- Reading text:
--*--

Brewing Quality at Scale: Performance Testing with Playwright and Artillery

Imagine when a barista brews one cup of coffee, the quality is usually perfect with the right temperature, rich aroma and balanced taste but what happens when they have to brew 100 cups during the morning rush? Even with the same beans and machine, the taste might change due to several factors:

• Water temperature may not stay consistent
• Grind quality can fluctuate under pressure
• Baristas may rush steps like tamping or timing
• Machines can overheat or clog

This mirrors what happens in software applications under load:

Coffee Shop

1. Great taste in small batches
2. Quality drops when rushed
3. Machines may break down
4. Customers leave unhappy

Software Application

1. Fast response with few users
2. Latency increases under high traffic
3. Server crash or APIs timeout
4. Users abandon slow apps

In my previous article, “Blocking Bugs and Building Quality Software with the Test Pyramid” we explored the different layers of functional testing. In this article, I’ll show you how to extend your existing end-to-end (E2E) tests written with Playwright by integrating Artillery to perform performance testing. A key benefit of this approach is that it eliminates the need to write and maintain separate scripts for functional and performance testing.

Setting Traffic Expectation

Before starting performance testing, it’s important to determine the expected load, ideally based on actual production traffic. This can be gathered from usage analytics or estimated with input from stakeholders or product owners. The expected load often measured in users per hour can be converted to users per second to define your base load. This base load serves as the starting point for your tests, helping establish a performance baseline before ramping up to peak and stress levels.

As a general guideline, you can calculate the base load using the following formula:

Base Load = Expected Load + 20% buffer

Example:

• Expected Load: 1000 users per hour
• Base Load: 1000 + 20% = 1200 users per hour

To convert this to users per second:

1. 1200 users/hour ÷ 60 = 20 users/minute
2. 20 users/minute ÷ 60 = ~0.33 users/second

We can take the base load value as (20 users/minute) as a starting point for performance tests.

Defining Test Strategies

Based on application requirements or the established base load, we can derive appropriate performance test strategies such as:

Breakpoint Testing

Formula: Gradually increase load until the system breaks.

Purpose: To determine the maximum load the system can handle before failing.

Key Focus: Identifying the system limit.

Analogy: Like slowly adding passengers and luggage into a car until it can no longer move.

Endurance Testing

Formula: Base load over 8 hours

Purpose: To assess system performance and stability over an extended period of continuous load.

Key Focus: Memory leaks, resource exhaustion, and long-term degradation.

Analogy: Like driving your car with 2 passengers on the highway for an entire day — you’re checking if it remains stable without overheating or slowing down over time.

Stress Testing

Formula: 2 × Base Load for 15 minutes

Purpose: To determine the system’s breaking point by pushing it beyond expected limits and how it recovers back to normal usage.

Key Focus: Failure handling, system resilience, and recovery behaviour.

Analogy: Like overloading a car with 10 passengers and driving uphill. You’re testing how it performs under extreme pressure and how it recovers after it fails.

Load Testing

Formula: 1.5 × Base Load for 30 minutes

Purpose: To validate system behaviour under expected or peak traffic conditions.

Key Focus: Response time, throughput, and error rate.

--*--

[Data records]
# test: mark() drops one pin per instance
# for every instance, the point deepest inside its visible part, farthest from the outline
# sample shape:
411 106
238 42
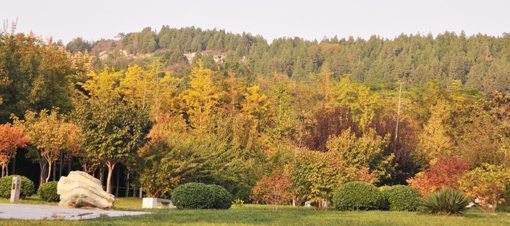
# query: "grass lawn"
261 215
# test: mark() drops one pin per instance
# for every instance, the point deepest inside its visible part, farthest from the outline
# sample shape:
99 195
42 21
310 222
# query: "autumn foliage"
11 138
443 172
274 191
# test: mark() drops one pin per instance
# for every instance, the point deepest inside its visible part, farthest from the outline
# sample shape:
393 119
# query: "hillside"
480 61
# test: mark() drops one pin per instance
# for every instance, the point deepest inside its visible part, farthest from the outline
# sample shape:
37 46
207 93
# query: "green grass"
261 215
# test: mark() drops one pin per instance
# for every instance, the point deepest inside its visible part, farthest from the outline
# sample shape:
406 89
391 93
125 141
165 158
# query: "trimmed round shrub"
222 199
192 196
243 192
402 198
27 187
357 196
48 192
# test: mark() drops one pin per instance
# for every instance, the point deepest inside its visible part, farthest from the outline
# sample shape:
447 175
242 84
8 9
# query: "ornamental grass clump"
444 202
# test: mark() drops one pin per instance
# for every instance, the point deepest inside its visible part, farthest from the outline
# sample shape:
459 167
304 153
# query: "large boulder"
80 188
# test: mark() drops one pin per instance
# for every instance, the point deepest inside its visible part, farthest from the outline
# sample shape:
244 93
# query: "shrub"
192 196
488 183
446 201
401 197
27 187
243 192
221 198
201 196
48 192
357 196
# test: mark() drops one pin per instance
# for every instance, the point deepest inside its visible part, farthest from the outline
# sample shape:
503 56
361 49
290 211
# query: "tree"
11 138
201 100
33 76
316 175
50 135
149 87
169 158
364 151
434 141
112 128
442 172
487 183
274 190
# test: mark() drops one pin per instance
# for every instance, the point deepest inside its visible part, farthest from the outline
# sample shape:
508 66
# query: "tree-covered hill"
479 61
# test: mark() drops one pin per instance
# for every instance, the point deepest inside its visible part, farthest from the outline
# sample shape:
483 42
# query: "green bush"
192 196
222 199
400 198
201 196
27 187
446 201
357 196
243 193
48 192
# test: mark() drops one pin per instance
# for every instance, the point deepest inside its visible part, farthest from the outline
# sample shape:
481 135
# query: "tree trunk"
42 165
117 188
398 112
101 175
69 167
54 172
127 183
110 165
13 170
49 172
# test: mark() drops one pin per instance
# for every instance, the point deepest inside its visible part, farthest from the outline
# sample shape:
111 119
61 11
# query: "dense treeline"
479 61
293 113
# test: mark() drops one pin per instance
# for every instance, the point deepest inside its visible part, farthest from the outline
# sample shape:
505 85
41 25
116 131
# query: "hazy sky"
93 19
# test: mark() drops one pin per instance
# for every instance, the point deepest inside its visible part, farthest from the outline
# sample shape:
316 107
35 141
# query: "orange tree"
274 190
488 183
316 175
50 134
442 172
11 138
33 76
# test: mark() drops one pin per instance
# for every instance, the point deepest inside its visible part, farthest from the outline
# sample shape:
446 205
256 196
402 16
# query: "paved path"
38 212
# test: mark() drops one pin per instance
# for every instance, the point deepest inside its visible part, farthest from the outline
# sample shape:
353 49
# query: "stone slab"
38 212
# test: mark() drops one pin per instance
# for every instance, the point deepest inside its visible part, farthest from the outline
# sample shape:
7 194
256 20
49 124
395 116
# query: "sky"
94 19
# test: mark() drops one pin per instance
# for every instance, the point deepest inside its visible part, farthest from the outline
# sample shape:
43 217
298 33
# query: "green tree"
112 128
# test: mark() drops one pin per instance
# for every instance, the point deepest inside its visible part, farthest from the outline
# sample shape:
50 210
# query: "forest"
155 110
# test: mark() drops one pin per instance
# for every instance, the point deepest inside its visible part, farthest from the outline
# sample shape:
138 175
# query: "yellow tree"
113 127
200 101
359 99
149 87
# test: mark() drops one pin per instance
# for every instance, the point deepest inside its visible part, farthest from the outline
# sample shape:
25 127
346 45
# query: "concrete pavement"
38 212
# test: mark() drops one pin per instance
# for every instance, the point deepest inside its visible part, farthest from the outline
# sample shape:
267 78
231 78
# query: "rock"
83 189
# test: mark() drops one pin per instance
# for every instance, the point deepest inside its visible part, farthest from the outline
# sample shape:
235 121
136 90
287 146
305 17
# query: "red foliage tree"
443 172
11 138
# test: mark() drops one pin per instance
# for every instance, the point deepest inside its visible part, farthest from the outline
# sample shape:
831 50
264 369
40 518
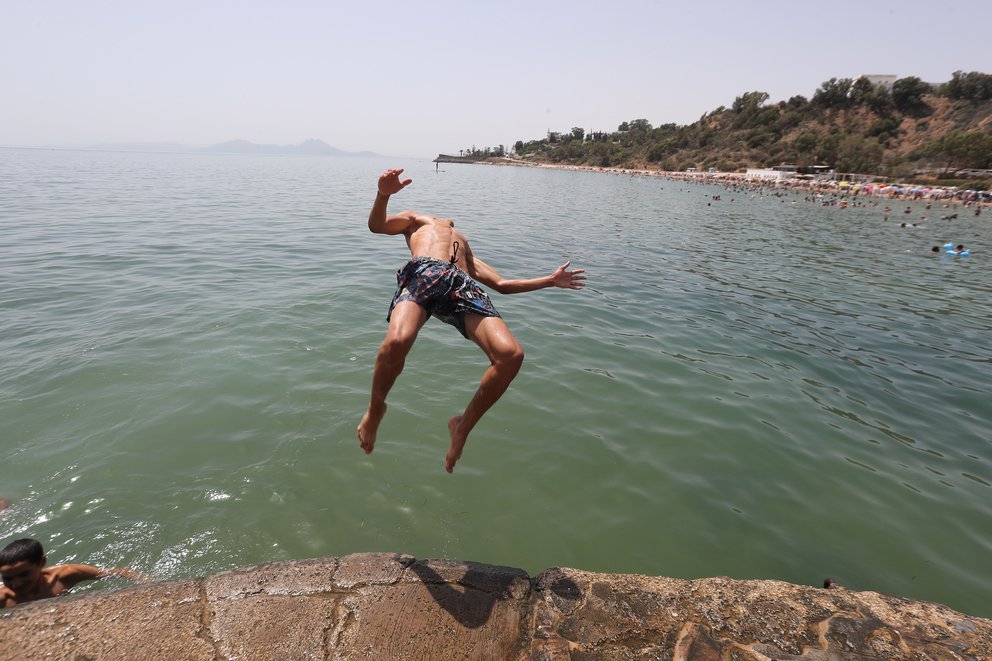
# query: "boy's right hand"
389 182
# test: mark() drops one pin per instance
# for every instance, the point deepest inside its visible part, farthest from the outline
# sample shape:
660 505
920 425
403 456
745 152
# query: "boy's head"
21 563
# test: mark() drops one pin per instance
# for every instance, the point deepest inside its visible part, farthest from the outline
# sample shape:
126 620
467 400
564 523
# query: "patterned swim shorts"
443 289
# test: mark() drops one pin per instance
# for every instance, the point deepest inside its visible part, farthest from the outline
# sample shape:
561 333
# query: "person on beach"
442 279
25 577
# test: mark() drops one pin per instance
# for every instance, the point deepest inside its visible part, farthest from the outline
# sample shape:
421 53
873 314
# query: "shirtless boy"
25 577
442 279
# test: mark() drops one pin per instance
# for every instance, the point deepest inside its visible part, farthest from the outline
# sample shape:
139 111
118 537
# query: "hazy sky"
419 78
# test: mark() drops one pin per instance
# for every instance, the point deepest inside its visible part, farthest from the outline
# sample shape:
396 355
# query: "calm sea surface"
756 387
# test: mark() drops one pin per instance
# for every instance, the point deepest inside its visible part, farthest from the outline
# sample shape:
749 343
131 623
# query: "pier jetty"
393 606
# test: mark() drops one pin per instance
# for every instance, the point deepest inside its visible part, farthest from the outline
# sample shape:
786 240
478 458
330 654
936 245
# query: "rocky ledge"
389 606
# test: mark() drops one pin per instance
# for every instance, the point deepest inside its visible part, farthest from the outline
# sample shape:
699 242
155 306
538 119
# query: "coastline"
895 191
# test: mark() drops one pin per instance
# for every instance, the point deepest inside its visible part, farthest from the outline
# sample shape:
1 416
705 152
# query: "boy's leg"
405 322
505 358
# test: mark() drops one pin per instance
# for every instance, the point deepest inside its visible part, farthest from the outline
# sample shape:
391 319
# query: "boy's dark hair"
27 549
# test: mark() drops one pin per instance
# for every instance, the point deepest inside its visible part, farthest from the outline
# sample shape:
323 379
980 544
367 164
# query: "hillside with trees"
849 125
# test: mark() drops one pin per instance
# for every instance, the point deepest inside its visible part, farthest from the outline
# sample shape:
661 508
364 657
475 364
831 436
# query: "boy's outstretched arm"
70 575
379 222
562 278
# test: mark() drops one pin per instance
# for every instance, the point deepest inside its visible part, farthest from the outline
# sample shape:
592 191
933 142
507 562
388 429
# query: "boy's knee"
396 346
511 356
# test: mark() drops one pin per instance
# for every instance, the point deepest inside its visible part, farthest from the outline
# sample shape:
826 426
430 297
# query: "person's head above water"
22 550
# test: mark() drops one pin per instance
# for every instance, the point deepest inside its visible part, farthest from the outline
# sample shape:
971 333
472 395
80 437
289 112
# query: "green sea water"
755 386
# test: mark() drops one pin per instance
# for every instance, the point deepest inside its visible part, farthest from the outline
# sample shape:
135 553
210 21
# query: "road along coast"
393 606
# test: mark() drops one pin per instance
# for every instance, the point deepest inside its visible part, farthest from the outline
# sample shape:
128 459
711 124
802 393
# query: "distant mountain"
307 147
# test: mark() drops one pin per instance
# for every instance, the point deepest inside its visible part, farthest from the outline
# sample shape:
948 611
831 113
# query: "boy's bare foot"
368 427
457 443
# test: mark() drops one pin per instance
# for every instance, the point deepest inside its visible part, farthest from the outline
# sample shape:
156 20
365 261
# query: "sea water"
754 386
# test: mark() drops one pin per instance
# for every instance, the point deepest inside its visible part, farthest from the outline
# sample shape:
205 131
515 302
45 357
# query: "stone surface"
391 606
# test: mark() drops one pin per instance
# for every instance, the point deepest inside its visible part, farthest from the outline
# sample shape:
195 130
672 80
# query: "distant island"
311 147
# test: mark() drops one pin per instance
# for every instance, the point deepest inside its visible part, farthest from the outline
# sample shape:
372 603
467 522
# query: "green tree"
833 93
857 154
971 86
907 95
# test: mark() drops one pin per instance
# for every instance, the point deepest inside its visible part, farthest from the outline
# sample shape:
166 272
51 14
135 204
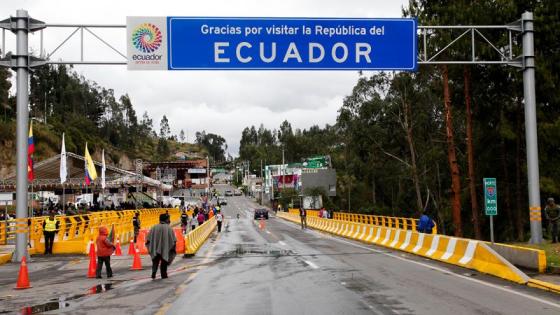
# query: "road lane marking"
433 267
181 288
312 265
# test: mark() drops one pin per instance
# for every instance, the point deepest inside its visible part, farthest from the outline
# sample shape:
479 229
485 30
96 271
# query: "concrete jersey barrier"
462 252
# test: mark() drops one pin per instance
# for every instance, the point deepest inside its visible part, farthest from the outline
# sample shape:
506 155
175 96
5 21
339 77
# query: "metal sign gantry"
22 62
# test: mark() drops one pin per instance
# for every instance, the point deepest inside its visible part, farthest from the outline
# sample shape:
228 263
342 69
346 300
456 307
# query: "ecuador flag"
91 174
30 151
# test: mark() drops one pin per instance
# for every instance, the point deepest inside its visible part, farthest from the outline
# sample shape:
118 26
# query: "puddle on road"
62 302
254 250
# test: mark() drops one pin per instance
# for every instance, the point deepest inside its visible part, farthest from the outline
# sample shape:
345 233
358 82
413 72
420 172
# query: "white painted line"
406 240
433 248
397 235
442 270
469 253
450 248
448 272
419 243
387 235
368 239
377 235
312 265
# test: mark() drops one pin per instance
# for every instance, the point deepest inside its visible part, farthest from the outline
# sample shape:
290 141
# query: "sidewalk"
55 280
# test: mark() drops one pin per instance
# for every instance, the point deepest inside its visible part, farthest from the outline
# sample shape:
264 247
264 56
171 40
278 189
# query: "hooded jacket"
104 246
161 240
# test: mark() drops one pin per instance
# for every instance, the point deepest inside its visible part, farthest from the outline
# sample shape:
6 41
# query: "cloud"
222 102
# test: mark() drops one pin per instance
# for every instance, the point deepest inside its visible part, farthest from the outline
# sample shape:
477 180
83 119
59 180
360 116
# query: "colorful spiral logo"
146 38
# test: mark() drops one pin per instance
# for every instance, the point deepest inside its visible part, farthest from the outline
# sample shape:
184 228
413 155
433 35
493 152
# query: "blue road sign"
289 44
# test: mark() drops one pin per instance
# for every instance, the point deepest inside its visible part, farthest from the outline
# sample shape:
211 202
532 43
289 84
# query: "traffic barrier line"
466 253
195 238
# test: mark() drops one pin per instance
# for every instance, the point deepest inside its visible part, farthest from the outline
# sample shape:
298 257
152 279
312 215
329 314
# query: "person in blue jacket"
425 224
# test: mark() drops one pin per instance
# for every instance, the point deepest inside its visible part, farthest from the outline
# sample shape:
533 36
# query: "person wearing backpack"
219 220
184 221
200 218
104 251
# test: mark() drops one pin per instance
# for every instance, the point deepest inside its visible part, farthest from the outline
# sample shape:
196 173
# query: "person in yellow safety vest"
50 226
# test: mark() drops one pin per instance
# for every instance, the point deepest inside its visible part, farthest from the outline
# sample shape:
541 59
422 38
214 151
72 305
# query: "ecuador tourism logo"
146 46
146 38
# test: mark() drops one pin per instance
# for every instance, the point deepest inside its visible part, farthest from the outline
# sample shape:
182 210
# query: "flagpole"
63 199
31 198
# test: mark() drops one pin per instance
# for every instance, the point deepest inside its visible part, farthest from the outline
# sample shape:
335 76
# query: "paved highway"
274 269
283 270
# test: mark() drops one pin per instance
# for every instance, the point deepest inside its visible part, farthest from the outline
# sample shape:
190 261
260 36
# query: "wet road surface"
275 268
281 269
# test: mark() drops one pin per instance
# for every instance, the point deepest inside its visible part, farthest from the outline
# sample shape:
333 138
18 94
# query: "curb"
543 285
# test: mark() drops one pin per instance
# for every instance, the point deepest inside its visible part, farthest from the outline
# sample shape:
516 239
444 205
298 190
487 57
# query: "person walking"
50 226
200 218
303 217
104 251
425 224
184 221
136 225
161 246
552 215
219 220
192 222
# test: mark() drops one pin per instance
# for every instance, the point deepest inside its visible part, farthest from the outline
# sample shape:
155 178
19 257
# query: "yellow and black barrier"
386 221
76 231
195 238
462 252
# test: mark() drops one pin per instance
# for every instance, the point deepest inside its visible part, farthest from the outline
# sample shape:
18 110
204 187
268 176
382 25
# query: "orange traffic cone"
131 248
23 277
137 262
92 261
118 251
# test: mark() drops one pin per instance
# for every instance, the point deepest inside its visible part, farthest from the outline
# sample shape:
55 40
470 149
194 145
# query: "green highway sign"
490 196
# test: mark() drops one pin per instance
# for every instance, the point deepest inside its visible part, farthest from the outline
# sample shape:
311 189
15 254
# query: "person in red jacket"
104 251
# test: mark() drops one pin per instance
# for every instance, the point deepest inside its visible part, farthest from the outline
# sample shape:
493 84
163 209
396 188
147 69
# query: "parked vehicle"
222 201
261 213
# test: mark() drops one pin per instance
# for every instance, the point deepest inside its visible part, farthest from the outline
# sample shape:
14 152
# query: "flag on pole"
111 236
30 151
90 172
103 169
63 168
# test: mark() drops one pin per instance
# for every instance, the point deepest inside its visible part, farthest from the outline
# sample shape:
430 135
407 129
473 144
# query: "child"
104 251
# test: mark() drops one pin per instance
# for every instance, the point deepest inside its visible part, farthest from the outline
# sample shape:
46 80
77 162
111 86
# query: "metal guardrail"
379 220
83 227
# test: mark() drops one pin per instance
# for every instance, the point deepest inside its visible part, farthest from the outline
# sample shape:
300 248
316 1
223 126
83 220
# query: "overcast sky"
222 102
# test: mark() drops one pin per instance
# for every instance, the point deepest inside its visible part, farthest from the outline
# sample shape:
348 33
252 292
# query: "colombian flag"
30 151
91 174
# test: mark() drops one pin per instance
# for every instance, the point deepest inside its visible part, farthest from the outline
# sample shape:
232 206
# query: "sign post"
491 202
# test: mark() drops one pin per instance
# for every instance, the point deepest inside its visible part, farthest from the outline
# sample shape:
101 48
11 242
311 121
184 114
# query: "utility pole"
21 25
45 107
283 171
262 184
531 127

--*--

- What is asked:
Answer these questions using the performance testing text.
1. What formula does it give for calculating base load?
2. How long does endurance testing apply the base load?
3. What three things does load testing focus on?

- Result for this task:
1. Base Load = Expected Load + 20% buffer
2. 8 hours
3. Response time, throughput, and error rate